* EXERCISE PROMPT *
Each entry below should be retyped exactly, with nothing omitted.

* RECORDED DATA *
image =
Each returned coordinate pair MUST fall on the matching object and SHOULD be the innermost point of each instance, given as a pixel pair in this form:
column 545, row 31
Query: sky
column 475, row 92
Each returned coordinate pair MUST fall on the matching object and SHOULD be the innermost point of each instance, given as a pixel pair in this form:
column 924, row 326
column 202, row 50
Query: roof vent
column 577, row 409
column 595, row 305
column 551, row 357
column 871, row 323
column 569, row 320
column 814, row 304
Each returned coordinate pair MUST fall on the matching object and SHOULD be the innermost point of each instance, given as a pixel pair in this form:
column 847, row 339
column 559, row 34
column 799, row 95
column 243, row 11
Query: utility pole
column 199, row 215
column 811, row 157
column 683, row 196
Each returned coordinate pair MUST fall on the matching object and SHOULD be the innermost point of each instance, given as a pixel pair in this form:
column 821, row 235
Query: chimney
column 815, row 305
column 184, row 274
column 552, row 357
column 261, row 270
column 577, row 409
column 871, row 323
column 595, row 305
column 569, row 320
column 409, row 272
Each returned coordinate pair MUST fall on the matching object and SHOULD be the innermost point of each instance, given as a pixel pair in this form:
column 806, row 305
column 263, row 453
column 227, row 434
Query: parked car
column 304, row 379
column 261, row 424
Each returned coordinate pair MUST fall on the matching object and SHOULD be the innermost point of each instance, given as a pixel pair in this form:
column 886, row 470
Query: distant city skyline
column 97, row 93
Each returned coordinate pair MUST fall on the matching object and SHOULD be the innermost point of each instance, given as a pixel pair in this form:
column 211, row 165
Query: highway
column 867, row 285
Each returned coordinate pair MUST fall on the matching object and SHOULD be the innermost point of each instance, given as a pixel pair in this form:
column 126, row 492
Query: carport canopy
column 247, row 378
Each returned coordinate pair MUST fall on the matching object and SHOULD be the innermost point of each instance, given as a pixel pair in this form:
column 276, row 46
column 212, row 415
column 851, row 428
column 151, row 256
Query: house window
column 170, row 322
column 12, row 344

* TASK RESULT *
image =
Each returned coordinate pair MUST fall on the matching object and SHOULD be the innermost point of each instance, given as a pixel pair in this form:
column 545, row 31
Query: sky
column 475, row 92
Each returned coordinate pair MUST fall on the matching object and SHOULD be the innermost point of each instance, given as a pixel pair in this form:
column 924, row 326
column 202, row 50
Query: roof vent
column 577, row 409
column 595, row 305
column 551, row 357
column 871, row 323
column 569, row 320
column 814, row 304
Each returned coordinate pair MUST fall on the matching object and SHOULD be the innermost point of each instance, given as a pixel pair in this form:
column 847, row 339
column 559, row 34
column 799, row 95
column 243, row 11
Query: utility pole
column 199, row 215
column 811, row 157
column 683, row 196
Each returned coordinate pair MUST fall on the matching object and SHOULD be the innermost point of each instance, given as a pixel pair in this form:
column 821, row 235
Query: chimney
column 815, row 305
column 184, row 274
column 552, row 357
column 261, row 270
column 577, row 409
column 871, row 323
column 595, row 305
column 569, row 320
column 409, row 272
Each returned coordinate pair MUST fall on the matching object and SHOULD be the innermost point of each instance, given as a pixel pair in this form:
column 806, row 305
column 263, row 453
column 227, row 434
Query: parked car
column 304, row 379
column 261, row 424
Each returned coordinate pair MUST fall on the matching object and SHOULD be the innermost point of each instance, given as a pixel pair in this form:
column 886, row 470
Query: distant city skyline
column 97, row 93
Each returned coordinate pair MUST fall on the matching object and SHOULD be the innermost point of each instance, given as a pixel pair in this form:
column 211, row 165
Query: highway
column 867, row 285
Each returned coordinate pair MUST fall on the matching object and SHOULD be the innermost point of each instance, given as a pixel pair in this form:
column 126, row 492
Query: carport canopy
column 247, row 378
Each returned coordinate pair MUST fall on the matching object and SHOULD be the innermost point of each instance, given as a pixel pair in this form:
column 276, row 46
column 212, row 415
column 851, row 428
column 151, row 256
Query: house window
column 170, row 322
column 12, row 344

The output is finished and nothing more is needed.